*Prompt*: Rewrite every item below with "a sample answer" changed to "an example answer", leaving all other text unchanged.

*Working data*:
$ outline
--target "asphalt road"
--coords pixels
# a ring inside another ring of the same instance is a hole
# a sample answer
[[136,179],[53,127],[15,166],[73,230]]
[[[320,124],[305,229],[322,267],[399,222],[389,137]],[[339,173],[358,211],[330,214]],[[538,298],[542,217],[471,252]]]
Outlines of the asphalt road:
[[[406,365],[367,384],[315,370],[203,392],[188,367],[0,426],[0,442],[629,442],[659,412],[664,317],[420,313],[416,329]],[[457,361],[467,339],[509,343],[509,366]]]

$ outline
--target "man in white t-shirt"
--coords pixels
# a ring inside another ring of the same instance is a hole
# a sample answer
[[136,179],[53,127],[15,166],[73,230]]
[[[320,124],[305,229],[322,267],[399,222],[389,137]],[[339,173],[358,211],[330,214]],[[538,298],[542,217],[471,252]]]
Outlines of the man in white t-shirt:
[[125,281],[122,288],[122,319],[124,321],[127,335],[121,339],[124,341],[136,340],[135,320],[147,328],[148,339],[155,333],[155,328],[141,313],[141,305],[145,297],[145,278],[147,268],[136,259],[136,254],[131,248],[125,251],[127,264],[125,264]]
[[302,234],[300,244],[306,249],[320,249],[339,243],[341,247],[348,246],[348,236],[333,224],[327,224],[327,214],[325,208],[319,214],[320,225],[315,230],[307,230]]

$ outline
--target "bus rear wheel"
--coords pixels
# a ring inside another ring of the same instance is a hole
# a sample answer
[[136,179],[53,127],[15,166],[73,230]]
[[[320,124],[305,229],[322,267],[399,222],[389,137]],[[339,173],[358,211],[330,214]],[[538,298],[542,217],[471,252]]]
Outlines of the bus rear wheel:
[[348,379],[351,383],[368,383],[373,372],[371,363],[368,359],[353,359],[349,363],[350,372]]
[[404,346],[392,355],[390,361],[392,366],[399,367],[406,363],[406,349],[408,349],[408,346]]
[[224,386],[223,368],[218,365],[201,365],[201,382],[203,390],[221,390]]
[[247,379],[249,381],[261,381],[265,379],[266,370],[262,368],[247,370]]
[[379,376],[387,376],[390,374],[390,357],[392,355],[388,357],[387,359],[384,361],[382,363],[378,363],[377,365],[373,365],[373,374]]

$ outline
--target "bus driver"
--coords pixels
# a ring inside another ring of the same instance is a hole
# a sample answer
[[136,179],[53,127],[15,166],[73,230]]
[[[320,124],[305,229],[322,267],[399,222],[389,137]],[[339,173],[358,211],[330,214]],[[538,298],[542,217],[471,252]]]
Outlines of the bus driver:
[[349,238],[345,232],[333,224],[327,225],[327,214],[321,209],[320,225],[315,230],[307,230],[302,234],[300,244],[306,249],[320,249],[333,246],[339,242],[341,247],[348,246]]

*Response to this exercise*:
$ outline
--target "asphalt road"
--coords pixels
# a ring inside another ring of the same instance is a hole
# an example answer
[[136,179],[53,127],[15,166],[73,230]]
[[[320,124],[305,229],[322,267],[399,222],[389,137]],[[339,173],[358,211],[330,214]],[[538,298],[542,217],[471,252]]]
Outlines of the asphalt road:
[[[406,365],[367,384],[315,370],[203,392],[188,367],[0,426],[0,442],[629,442],[659,412],[664,317],[420,313],[416,329]],[[457,361],[467,339],[509,343],[509,366]]]

$ outline
--target "man in white t-shirt"
--coords pixels
# a ring inside another ring of the same instance is a hole
# an example answer
[[136,179],[53,127],[15,166],[73,230]]
[[[320,124],[305,229],[322,267],[399,222],[389,137]],[[339,173],[358,211],[330,214]],[[538,298],[542,217],[471,252]]]
Outlines of the man in white t-shirt:
[[125,281],[122,288],[122,319],[124,321],[127,335],[121,339],[124,341],[136,340],[135,320],[147,328],[148,339],[155,333],[155,328],[141,313],[141,305],[145,297],[145,278],[147,268],[136,259],[136,254],[131,248],[125,251],[127,264],[125,264]]
[[302,234],[300,244],[306,249],[320,249],[339,243],[341,247],[348,246],[348,236],[333,224],[327,224],[327,214],[325,208],[319,214],[320,225],[315,230],[307,230]]

$ outline
--target "bus rear wheel"
--coords pixels
# a ring inside another ring of the same instance is a hole
# an example answer
[[136,179],[53,127],[15,166],[73,230]]
[[[320,124],[305,229],[322,267],[399,222],[389,137]],[[339,173],[358,211],[330,214]],[[538,298],[542,217],[471,252]]]
Outlines of the bus rear wheel:
[[348,379],[351,383],[368,383],[373,372],[371,363],[368,359],[353,359],[349,363],[350,372]]
[[404,346],[392,355],[390,361],[392,366],[399,367],[406,363],[406,349],[408,349],[408,346]]
[[224,386],[223,368],[218,365],[201,365],[201,382],[203,390],[221,390]]
[[247,379],[249,381],[261,381],[265,379],[266,370],[262,368],[247,370]]
[[379,376],[387,376],[390,374],[390,357],[392,355],[388,357],[387,359],[384,361],[382,363],[378,363],[377,365],[373,365],[373,374]]

$ outline
--target "bus driver"
--coords pixels
# a ring inside another ring of the same instance is a hole
# an example answer
[[136,179],[53,127],[15,166],[73,230]]
[[[320,124],[305,229],[322,267],[399,222],[389,137]],[[339,173],[358,211],[330,214]],[[538,298],[542,217],[471,252]]]
Outlines of the bus driver:
[[349,238],[345,232],[333,224],[327,225],[327,214],[321,209],[320,225],[315,230],[307,230],[302,234],[300,244],[306,249],[320,249],[333,246],[339,242],[341,247],[348,246]]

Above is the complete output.